**Stated exercise a:**
Transcribe the stretch of the court passage on the spent-fuel injunction from "The Ninth Circuit" through "F.3d at 237.".

**Text to read:**
★ ★ ★ ★

DOE issued its record of decision on June 1, 1995. Id. DOE immediately filed a Notice of Compliance with the December 1993 order. Idaho objected on the grounds that the EIS did not comply with the requirements of the district court’s June 1993 order. DOE then filed an emergency motion to vacate or, in the alternative, to modify the district court’s order of May 19, 1995, to permit 12 shipments of spent nuclear fuel to the laboratory. DOE filed a notice of appeal, before the district court had ruled on the emergency motion, seeking review of the district court’s May 19, 1995, ruling “continuing” the 1993 injunction. The district court issued an order on June 27, 1995, that denied DOE’s motion. Id. The district court explained that it had continued the injunction because it believed that the original injunction’s provision for the district court to resolve disputes regarding the EIS before dissolving the injunction remained in effect. Id.

The Ninth Circuit dismissed the appeal. Id. at 237. The June 1993 order enjoined DOE from making shipments “until the comprehensive environmental impact statement is completed, reviewed, and any challenges to the statement are resolved.” Public Serv. Co., 825 F. Supp. at 1511. The order expressly reserved the district court’s jurisdiction to resolve such challenges, and further provided that “[t]hereafter, upon good cause showing, the injunction shall be dissolved.” Id. Idaho challenged the EIS and the district court had not yet resolved that challenge or dissolved the injunction at the time of DOE’s appeal. Batt, 67 F.3d at 237.

★ ★ ★ ★

**Segmentation annotation records:**

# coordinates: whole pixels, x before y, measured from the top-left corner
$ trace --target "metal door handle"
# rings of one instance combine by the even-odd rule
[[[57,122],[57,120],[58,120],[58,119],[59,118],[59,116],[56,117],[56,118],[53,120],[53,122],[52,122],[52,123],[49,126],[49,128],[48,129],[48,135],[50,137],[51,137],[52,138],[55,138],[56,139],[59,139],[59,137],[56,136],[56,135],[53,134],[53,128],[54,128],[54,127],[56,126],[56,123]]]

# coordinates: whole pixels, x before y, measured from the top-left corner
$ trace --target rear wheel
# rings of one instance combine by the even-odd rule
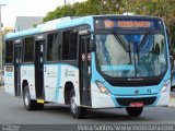
[[[36,100],[31,99],[30,90],[27,85],[24,87],[23,102],[26,110],[40,110],[44,108],[44,104],[37,104]]]
[[[74,90],[71,90],[71,93],[70,93],[70,112],[72,117],[75,119],[84,118],[86,115],[86,108],[79,107],[77,104]]]
[[[139,117],[143,110],[143,107],[127,107],[127,112],[131,117]]]

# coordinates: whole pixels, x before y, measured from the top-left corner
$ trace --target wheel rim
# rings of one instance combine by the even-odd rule
[[[75,114],[77,109],[78,109],[75,96],[71,97],[70,107],[71,107],[71,110],[73,111],[73,114]]]
[[[24,102],[25,102],[25,105],[28,106],[28,104],[30,104],[30,100],[28,100],[28,92],[25,92]]]

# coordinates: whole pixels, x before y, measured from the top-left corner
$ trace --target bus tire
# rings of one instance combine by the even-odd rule
[[[26,110],[34,110],[37,108],[36,100],[31,99],[28,85],[23,91],[23,103]]]
[[[86,108],[79,107],[77,105],[77,98],[75,98],[75,93],[73,88],[71,90],[71,93],[70,93],[69,103],[70,103],[70,114],[72,115],[73,118],[81,119],[85,117]]]
[[[143,107],[127,107],[126,110],[130,117],[139,117],[142,114]]]

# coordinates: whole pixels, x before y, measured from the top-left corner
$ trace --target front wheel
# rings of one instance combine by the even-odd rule
[[[143,107],[127,107],[127,112],[131,117],[139,117],[143,110]]]
[[[78,106],[74,90],[71,90],[69,103],[70,103],[70,114],[72,115],[73,118],[80,119],[85,117],[86,108]]]

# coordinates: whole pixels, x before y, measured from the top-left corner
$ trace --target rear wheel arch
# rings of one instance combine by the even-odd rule
[[[66,82],[65,84],[65,104],[69,104],[70,93],[74,90],[74,85],[71,81]],[[75,92],[75,91],[74,91]]]

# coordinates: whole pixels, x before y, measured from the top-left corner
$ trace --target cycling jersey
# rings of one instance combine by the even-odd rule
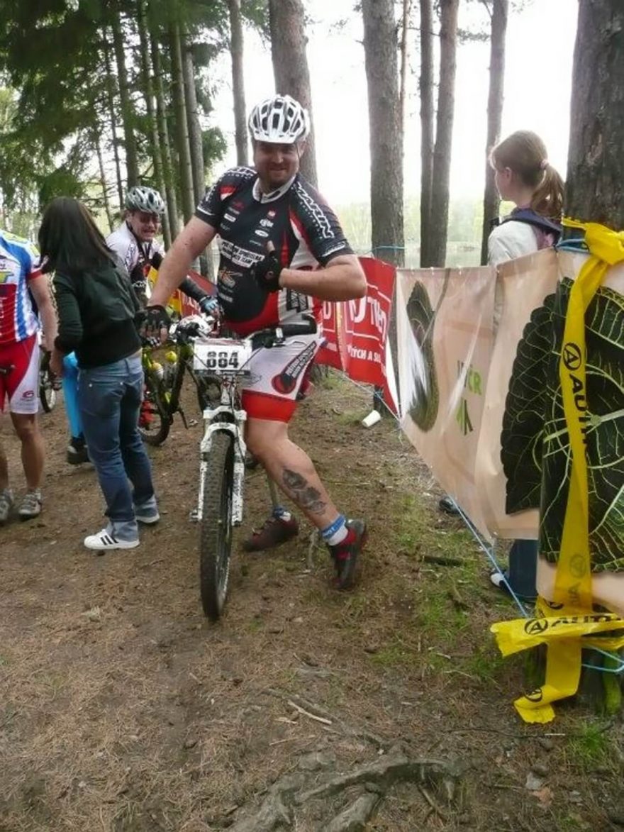
[[[123,222],[106,237],[106,245],[119,257],[129,275],[136,265],[145,270],[155,254],[162,252],[162,246],[156,240],[141,243],[127,222]]]
[[[196,215],[219,234],[219,301],[232,329],[247,334],[306,312],[320,321],[319,301],[292,289],[263,291],[250,275],[269,241],[282,266],[293,269],[353,254],[334,212],[299,174],[264,194],[253,168],[232,168],[206,191]]]
[[[0,231],[0,346],[34,335],[39,319],[28,284],[40,277],[35,246],[7,231]]]

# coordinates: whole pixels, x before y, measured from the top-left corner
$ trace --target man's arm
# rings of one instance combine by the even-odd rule
[[[196,216],[186,223],[176,237],[158,270],[158,279],[148,306],[165,306],[186,276],[191,264],[212,241],[216,230]]]
[[[46,349],[52,349],[57,337],[57,315],[50,295],[47,278],[45,275],[42,275],[30,280],[28,288],[32,292],[32,297],[35,299],[43,326],[43,345]]]
[[[319,300],[351,300],[366,295],[366,277],[355,255],[338,255],[324,269],[282,269],[280,287]]]

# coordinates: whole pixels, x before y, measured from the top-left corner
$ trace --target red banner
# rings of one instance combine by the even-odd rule
[[[372,257],[360,257],[366,275],[366,296],[357,300],[323,305],[327,344],[317,361],[344,369],[349,379],[374,384],[384,400],[398,413],[389,351],[388,326],[394,290],[394,267]],[[332,313],[331,309],[334,311]],[[393,392],[391,392],[391,390]]]

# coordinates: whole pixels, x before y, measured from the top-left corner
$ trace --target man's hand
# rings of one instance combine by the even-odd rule
[[[199,306],[204,314],[212,314],[216,316],[219,300],[217,300],[215,295],[209,295],[200,300]]]
[[[135,315],[139,337],[151,347],[164,344],[169,334],[171,320],[164,306],[147,306]]]
[[[263,292],[279,292],[280,275],[281,275],[283,266],[275,254],[275,247],[273,243],[266,244],[266,256],[260,263],[256,263],[251,269],[251,276],[258,284]]]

★ ★ ★ ★

**Stated exercise b:**
Lay out the records from their start through the line containing "[[[143,107],[127,107],[126,110],[130,117],[139,117],[142,114]]]" as a Markdown table with columns No. and Line, one row per line and no rows for blank lines. Leave the pictures out.

**Task answer a:**
The Ninth Circuit dismissed the appeal. Id. at 237. The June 1993 order enjoined DOE from making shipments “until the comprehensive environmental impact statement is completed, reviewed, and any challenges to the statement are resolved.” Public Serv. Co., 825 F. Supp. at 1511. The order expressly reserved the district court’s jurisdiction to resolve such challenges, and further provided that “[t]hereafter, upon good cause showing, the injunction shall be dissolved.” Id. Idaho challenged the EIS and the district court had not yet resolved that challenge or dissolved the injunction at the time of DOE’s appeal. Batt, 67 F.3d at 237.

**Task answer b:**
| No. | Line |
|---|---|
| 1 | # coordinates: whole pixels, x before y, measured from the top-left corner |
| 2 | $ trace --target "metal door handle" |
| 3 | # rings of one instance combine by the even-odd rule |
| 4 | [[[57,122],[57,120],[58,120],[58,119],[59,118],[59,116],[56,117],[56,118],[53,120],[53,122],[52,122],[52,123],[49,126],[49,128],[48,129],[48,135],[50,137],[51,137],[52,138],[55,138],[56,139],[59,139],[59,137],[56,136],[56,135],[53,134],[53,128],[54,128],[54,127],[56,126],[56,123]]] |
| 5 | # coordinates: whole pixels, x before y, measured from the top-left corner |
| 6 | $ trace --target rear wheel |
| 7 | # rings of one instance combine by the even-odd rule |
| 8 | [[[36,100],[31,99],[30,90],[27,85],[24,87],[23,102],[26,110],[40,110],[44,108],[44,104],[37,104]]] |
| 9 | [[[74,90],[71,90],[71,93],[70,93],[70,112],[72,117],[75,119],[84,118],[86,115],[86,108],[79,107],[77,104]]] |
| 10 | [[[139,117],[143,110],[143,107],[127,107],[127,112],[131,117]]] |
| 11 | # coordinates: whole pixels, x before y, measured from the top-left corner |
| 12 | $ trace --target wheel rim |
| 13 | # rings of one instance combine by the even-odd rule |
| 14 | [[[75,114],[77,109],[78,109],[75,96],[71,97],[70,107],[71,107],[71,110],[73,111],[73,114]]] |
| 15 | [[[24,102],[25,102],[25,105],[28,106],[28,104],[30,104],[30,100],[28,100],[28,92],[25,92]]] |
| 16 | # coordinates: whole pixels, x before y, measured from the top-left corner |
| 17 | $ trace --target bus tire |
| 18 | # rings of one instance combine by the even-odd rule |
| 19 | [[[26,110],[34,110],[37,108],[36,100],[31,99],[28,85],[23,91],[23,103]]] |
| 20 | [[[86,108],[79,107],[77,105],[77,98],[75,98],[75,93],[73,88],[71,90],[71,93],[70,93],[69,103],[70,103],[70,114],[72,115],[73,118],[81,119],[85,117]]] |
| 21 | [[[143,107],[127,107],[126,110],[130,117],[139,117],[142,114]]] |